» Kutipan untuk Dibaca
Featured Video

Selasa, 25 Oktober 2011

RATUSAN MAHASISWA STKIP PGRI SUMBAR UNJUK RASA


TAK TRANSPARAN
PADANG, HALUAN — Ratusan mahasiswa Sekolah Tinggi Keguruan dan Ilmu Pendidikan (STKIP) PGRI Sumbar melakukan aksi unjuk rasa di kampus mereka, Gunung Pangilun Padang, Senin (24/10).

Selama ini, STKIP PGRI terkenal sebagai “kampus diam” dalam artian tidak banyak ber­komentar dan jarang mengikuti aksi demo masalah intern atau pun eksternal. Namun suasana tenang itu dikejutkan dengan aksi unjuk rasa mulai pukul 09.00 sampai 12.30 WIB kemarin.
Saking hebohnya, perkulihan pun sempat dihentikan. Bahkan, untuk mencegah kericuhan, pihak kampus mendatangkan puluhan aparat kepolisian dari Mapolsek Nanggalo Padang.
Mereka yang mengatas­nama­kan Forum Somasi (Solidaritas Mahasiswa) STKIP PGRI, seti­da­k­nya menyampaikan delapan tuntutan. Di antaranya, pertang­gungjawaban uang semester yang selalu naik pada tiap tahunnya, serta uang pratikum yang tak jelas realisasinya.
“Bahkan kita juga menuntut fasilitas perkulihan, karena tak sesuai dengan kebutuhan kami. Seperti sarana dan prasarana ataupun kelengkapan buku pusta­ka, sementara para mahasiswa dituntut untuk membayar uang pustaka,” kata Koordinator La­pangan (Korlap) unjuk rasa, Anton di hadapan ribuan mahasiswa yang mengelilingi pendemo terse­but. Aksi penyampaian aspirasi tersebut berlangsung selama 3,5 jam.

» Tugas yang Dikerjakan
(1) Menurut berita tentang unjuk rasa mahasiswa STKIP PGRI Sumbar, berapa lama aksi penyampaian aspirasi itu berlangsung?
(2) Konversikan catatan mulai dari awal catatan sampai dengan baris yang memuat "x=142, y=620" menjadi CSV dua kolom bernama teks dan jawaban, dengan satu baris CSV untuk setiap teks beserta jawabannya. Apit setiap isian dengan tanda kutip, ganti jeda baris dengan spasi, dan jangan sertakan gambar dalam hasilnya.

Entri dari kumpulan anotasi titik
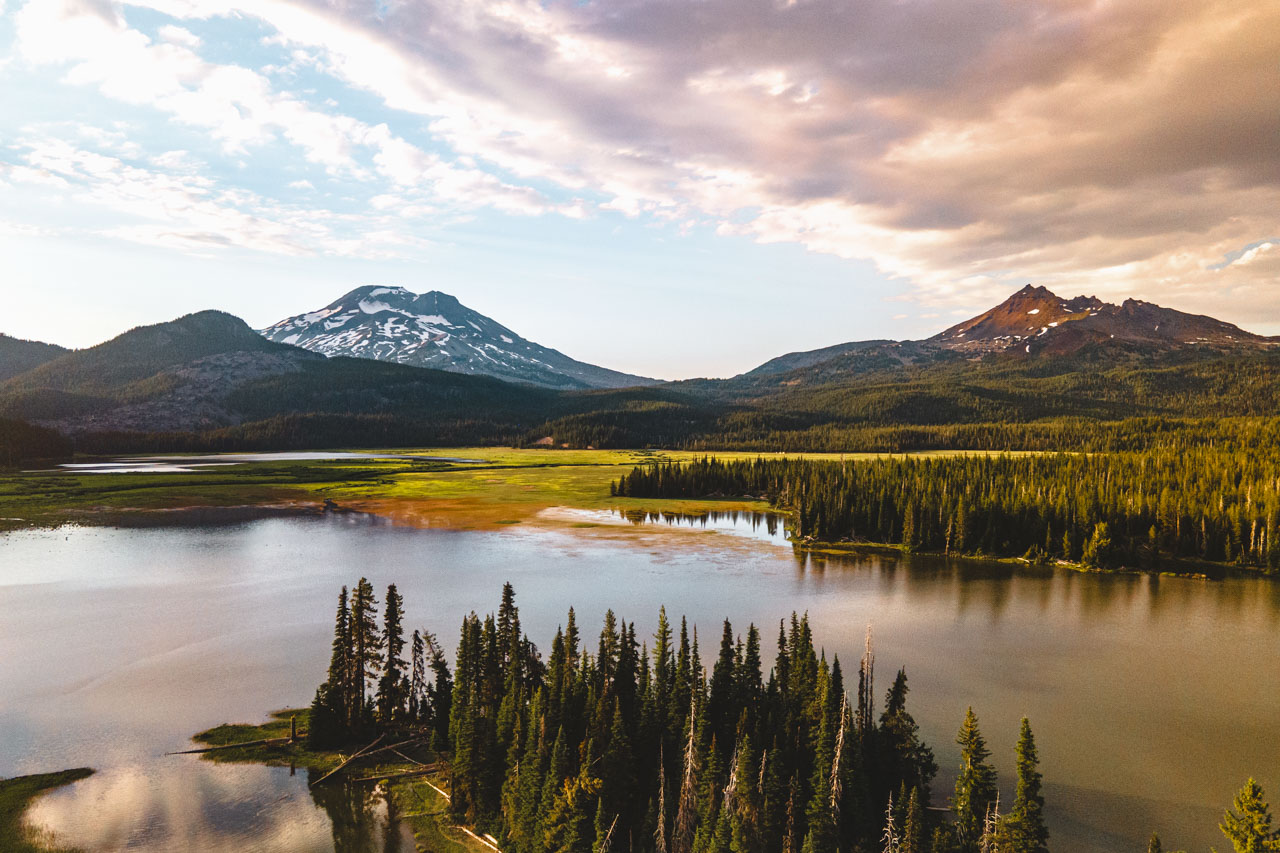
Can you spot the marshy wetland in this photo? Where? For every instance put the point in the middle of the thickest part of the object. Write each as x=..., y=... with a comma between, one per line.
x=142, y=620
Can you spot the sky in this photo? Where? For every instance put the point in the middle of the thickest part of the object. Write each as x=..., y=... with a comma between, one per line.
x=666, y=187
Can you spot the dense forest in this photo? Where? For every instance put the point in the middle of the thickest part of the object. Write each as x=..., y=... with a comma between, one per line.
x=1180, y=502
x=631, y=748
x=21, y=442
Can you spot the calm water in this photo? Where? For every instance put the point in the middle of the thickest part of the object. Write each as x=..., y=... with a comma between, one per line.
x=196, y=464
x=1151, y=698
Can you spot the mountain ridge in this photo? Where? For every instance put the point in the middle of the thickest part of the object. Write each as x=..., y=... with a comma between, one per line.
x=1032, y=322
x=434, y=329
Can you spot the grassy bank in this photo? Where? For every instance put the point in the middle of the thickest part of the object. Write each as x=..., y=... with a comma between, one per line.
x=502, y=487
x=16, y=796
x=417, y=802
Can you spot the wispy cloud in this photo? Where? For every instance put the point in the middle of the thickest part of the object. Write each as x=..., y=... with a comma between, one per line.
x=1121, y=147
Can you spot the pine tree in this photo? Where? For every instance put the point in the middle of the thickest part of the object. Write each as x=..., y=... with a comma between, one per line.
x=365, y=647
x=568, y=826
x=1247, y=825
x=391, y=702
x=905, y=758
x=417, y=679
x=913, y=826
x=976, y=785
x=1023, y=829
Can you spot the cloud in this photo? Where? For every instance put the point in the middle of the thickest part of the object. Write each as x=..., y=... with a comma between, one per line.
x=1119, y=147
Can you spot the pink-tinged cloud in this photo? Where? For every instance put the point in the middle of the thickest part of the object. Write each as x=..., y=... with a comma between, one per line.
x=1111, y=146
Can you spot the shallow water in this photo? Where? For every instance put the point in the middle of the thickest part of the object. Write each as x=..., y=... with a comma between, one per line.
x=200, y=463
x=1152, y=698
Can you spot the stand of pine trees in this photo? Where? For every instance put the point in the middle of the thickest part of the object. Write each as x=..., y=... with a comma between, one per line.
x=630, y=749
x=1105, y=510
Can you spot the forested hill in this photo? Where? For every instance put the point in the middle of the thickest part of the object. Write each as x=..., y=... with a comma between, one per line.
x=1171, y=507
x=18, y=356
x=618, y=746
x=208, y=382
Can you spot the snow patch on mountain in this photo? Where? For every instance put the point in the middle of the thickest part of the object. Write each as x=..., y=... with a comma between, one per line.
x=435, y=331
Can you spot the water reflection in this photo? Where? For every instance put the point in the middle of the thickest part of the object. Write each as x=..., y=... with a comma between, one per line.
x=1152, y=698
x=772, y=525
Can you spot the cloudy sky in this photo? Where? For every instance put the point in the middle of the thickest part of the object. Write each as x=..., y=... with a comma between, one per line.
x=668, y=187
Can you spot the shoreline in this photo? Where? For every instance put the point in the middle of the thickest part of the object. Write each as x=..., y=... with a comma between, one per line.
x=17, y=794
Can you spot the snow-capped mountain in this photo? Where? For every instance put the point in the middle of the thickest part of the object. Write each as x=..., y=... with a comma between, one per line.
x=435, y=331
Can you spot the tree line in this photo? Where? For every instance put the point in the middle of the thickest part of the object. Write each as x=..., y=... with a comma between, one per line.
x=1105, y=510
x=630, y=748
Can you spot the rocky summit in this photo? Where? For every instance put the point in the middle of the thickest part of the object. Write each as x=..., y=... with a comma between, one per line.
x=433, y=329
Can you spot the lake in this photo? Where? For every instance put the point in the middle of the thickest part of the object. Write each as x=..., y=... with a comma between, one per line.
x=1151, y=698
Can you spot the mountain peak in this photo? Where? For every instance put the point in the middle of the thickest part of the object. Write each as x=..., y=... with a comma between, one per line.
x=434, y=329
x=1034, y=319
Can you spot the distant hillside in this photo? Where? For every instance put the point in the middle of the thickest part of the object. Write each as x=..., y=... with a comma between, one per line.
x=19, y=356
x=796, y=360
x=1036, y=320
x=210, y=370
x=435, y=331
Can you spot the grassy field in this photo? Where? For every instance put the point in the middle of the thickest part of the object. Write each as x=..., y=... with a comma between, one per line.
x=415, y=802
x=503, y=487
x=16, y=796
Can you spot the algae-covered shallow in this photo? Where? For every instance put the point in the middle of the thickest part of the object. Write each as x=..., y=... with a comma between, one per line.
x=467, y=487
x=123, y=642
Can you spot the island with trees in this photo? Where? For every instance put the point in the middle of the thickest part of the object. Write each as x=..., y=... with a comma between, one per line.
x=640, y=747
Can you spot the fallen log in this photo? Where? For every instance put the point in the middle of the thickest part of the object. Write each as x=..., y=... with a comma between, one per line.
x=347, y=762
x=402, y=774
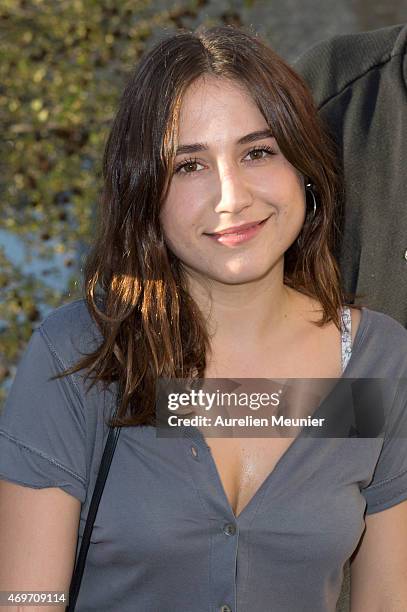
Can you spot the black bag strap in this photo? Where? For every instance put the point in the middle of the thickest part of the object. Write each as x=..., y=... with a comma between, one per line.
x=107, y=456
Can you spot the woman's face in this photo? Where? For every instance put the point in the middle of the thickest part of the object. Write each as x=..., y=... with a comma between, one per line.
x=229, y=176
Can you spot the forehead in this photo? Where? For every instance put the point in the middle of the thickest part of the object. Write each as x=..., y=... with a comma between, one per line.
x=217, y=105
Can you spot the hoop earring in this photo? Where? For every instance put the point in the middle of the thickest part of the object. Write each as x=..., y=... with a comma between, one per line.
x=310, y=188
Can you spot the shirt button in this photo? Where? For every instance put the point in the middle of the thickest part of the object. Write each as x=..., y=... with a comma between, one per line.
x=229, y=529
x=194, y=451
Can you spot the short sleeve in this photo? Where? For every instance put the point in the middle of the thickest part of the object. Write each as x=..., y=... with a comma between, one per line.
x=388, y=486
x=42, y=425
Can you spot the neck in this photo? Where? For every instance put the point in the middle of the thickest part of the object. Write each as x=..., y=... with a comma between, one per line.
x=243, y=314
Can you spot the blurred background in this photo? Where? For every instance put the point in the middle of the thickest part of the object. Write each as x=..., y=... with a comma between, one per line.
x=63, y=65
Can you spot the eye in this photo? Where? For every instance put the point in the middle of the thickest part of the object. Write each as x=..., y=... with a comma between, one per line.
x=256, y=152
x=187, y=167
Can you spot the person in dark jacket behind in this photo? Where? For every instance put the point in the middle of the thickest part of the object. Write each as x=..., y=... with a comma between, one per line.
x=359, y=82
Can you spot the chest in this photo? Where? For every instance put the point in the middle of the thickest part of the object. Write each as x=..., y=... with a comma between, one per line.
x=244, y=464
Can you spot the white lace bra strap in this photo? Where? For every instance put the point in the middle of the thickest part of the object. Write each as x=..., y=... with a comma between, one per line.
x=346, y=336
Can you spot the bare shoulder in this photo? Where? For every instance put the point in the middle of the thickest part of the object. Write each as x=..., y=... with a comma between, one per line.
x=356, y=315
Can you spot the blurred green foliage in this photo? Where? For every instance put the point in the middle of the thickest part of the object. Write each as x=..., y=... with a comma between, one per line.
x=63, y=64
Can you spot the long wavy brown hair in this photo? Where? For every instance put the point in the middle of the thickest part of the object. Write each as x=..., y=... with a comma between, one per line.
x=134, y=286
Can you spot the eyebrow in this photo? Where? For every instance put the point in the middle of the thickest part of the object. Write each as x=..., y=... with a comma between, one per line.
x=202, y=146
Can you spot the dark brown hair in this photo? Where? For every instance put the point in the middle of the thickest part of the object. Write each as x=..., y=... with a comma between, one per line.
x=134, y=286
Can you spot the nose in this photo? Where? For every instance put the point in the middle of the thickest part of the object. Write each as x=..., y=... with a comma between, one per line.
x=235, y=193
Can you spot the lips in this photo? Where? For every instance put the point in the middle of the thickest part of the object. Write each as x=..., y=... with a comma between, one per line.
x=237, y=229
x=234, y=237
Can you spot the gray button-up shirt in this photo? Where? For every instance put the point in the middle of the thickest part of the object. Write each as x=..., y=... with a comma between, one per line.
x=165, y=537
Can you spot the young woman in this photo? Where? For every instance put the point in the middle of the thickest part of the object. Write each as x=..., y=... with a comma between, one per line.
x=212, y=260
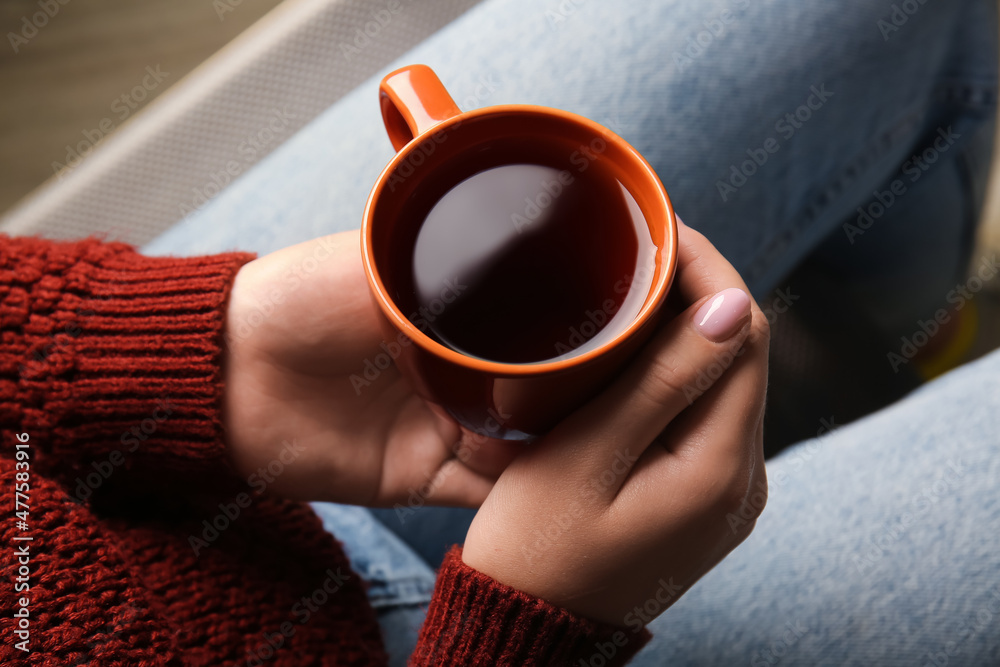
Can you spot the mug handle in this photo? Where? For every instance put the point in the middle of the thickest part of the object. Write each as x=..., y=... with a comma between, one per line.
x=413, y=100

» Penyelesaian Soal
(1) Aksi penyampaian aspirasi itu berlangsung selama 3,5 jam.

(2)
teks,jawaban
"Can you spot the marshy wetland in this photo? Where? For every instance put the point in the middle of the thickest part of the object. Write each as x=..., y=... with a comma between, one per line.","x=142, y=620"